-- EXERCISE TASK --
Using the text on Marqeta's third quarter 2021 results below, decide whether each statement agrees with it, answering yes or no and quoting the words that settle it: (a) Marqeta's net revenue rose 56% year-on-year to $131.5 million. (b) Marqeta went public several years before this release. (c) Processing volumes from customers outside the top five grew by 45% year-on-year.

-- EXTRACT PROVIDED --
Marqeta, a modern card issuing platform, recently released its third quarter 2021 results. We summed up some of the main things you need to know about the recent developments at one of the biggest players in the payments industry. 

The fintech went public earlier this year and now has a market capitalization of just over $13 billion. Its client list has some of the biggest names in the fintech space, including Square, Klarna, Affirm, Sezzle, Zip and Afterpay. 

Overall, the company posted strong results for the quarter and year-to date, despite operating in a highly competitive environment. One of the main revenue drivers is its partnership with Square, where most of its business is concentrated. 

Here are Tearsheet’s five key points to take away from Marqeta’s November earnings release. 

  1. Financials

Marqeta posted strong net revenue growth, up 56% year-on-year to $131.5 million, surpassing consensus estimates of $119.2 million from analysts tracked by FactSet.

One of the key indicators of the company’s growth is total processing volume (TPV), which represents the total dollar amount of payments processed through its platform, net of returns and chargebacks. This went up by 60% to $27.6 million in the quarter, and by almost 90% to $78 million year-to-date. 

The company attributed this increase to its digital banking and BNPL customers, as its top five clients, measured by TPV, grew by 45% year-on-year in Q3. Processing volumes from its other customers rose by 226% for the three months ended September 30, 2021 compared to the same period in 2020.

Records:
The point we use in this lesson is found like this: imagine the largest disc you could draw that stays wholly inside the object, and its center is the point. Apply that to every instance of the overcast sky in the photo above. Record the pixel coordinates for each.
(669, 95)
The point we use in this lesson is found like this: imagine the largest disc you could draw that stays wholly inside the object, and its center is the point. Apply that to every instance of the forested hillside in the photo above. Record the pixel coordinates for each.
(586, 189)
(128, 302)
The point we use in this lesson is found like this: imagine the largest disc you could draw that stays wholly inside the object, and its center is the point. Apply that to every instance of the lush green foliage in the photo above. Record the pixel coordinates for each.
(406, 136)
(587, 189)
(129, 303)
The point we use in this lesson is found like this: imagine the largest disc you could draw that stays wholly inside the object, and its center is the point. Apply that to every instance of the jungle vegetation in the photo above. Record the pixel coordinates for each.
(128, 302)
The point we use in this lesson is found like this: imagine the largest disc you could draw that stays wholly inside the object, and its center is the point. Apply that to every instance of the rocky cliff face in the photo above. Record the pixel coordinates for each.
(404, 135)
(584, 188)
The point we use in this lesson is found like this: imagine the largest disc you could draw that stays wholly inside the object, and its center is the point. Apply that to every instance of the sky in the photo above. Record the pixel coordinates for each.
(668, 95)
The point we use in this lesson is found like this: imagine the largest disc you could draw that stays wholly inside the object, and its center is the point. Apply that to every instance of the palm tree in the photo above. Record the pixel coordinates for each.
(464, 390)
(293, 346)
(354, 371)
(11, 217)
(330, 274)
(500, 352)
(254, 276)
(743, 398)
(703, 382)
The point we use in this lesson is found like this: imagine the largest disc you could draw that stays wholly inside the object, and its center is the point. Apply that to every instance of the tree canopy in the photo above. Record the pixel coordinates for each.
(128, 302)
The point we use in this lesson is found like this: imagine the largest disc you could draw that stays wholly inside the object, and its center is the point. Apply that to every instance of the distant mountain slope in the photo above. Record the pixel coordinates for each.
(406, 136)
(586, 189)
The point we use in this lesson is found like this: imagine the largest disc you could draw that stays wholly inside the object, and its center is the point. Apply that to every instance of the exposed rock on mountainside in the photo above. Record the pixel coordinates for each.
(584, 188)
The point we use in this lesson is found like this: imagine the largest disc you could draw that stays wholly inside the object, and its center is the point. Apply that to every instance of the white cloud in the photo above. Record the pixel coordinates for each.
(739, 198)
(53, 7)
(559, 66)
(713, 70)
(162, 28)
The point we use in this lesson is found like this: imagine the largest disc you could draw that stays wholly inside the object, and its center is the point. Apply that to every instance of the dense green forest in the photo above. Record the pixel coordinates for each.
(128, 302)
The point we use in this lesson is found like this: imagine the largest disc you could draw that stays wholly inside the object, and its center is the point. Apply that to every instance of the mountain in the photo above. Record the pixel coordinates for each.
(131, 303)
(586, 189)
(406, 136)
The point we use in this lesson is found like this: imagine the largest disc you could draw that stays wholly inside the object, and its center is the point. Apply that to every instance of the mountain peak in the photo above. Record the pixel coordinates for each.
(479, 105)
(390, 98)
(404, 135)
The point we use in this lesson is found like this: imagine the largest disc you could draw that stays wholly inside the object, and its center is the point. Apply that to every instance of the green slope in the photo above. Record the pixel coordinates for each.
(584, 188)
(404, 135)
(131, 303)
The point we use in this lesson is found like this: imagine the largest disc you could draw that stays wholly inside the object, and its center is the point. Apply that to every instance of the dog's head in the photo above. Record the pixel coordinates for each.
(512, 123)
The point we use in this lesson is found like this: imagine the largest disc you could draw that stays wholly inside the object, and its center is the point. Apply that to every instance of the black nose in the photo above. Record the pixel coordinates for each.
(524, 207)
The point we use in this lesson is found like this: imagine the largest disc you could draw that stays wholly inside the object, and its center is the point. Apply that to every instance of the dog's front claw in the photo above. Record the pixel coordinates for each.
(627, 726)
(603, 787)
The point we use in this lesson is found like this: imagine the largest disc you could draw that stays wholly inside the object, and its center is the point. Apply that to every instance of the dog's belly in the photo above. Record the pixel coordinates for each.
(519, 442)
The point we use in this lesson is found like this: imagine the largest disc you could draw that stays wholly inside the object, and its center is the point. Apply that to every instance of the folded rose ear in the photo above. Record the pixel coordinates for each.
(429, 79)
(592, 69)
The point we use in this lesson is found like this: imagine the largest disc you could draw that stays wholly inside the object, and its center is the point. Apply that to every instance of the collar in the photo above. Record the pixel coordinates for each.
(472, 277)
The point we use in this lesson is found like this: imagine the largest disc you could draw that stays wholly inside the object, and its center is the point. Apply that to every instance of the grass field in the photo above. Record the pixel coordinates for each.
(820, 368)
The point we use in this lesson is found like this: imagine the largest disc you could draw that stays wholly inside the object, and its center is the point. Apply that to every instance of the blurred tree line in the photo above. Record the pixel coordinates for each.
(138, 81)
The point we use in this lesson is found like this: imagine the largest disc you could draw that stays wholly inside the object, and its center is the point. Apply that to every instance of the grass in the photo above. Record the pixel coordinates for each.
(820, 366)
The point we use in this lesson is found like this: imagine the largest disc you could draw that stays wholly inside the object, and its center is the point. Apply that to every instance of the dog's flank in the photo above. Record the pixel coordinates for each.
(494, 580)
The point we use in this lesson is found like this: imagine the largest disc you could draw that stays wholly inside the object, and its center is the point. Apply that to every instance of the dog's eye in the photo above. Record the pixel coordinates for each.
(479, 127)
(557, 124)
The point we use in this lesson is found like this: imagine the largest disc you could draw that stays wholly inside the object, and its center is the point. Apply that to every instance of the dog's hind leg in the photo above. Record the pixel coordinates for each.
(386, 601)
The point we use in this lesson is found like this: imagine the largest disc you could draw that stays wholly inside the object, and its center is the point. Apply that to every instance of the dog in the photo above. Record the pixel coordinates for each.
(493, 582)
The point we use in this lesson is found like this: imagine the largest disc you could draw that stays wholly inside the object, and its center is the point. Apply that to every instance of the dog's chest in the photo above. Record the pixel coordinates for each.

-- COMPLETED TASK --
(a) Yes: "up 56% year-on-year to $131.5 million"
(b) No: "The fintech went public earlier this year"
(c) No: "Processing volumes from its other customers rose by 226%"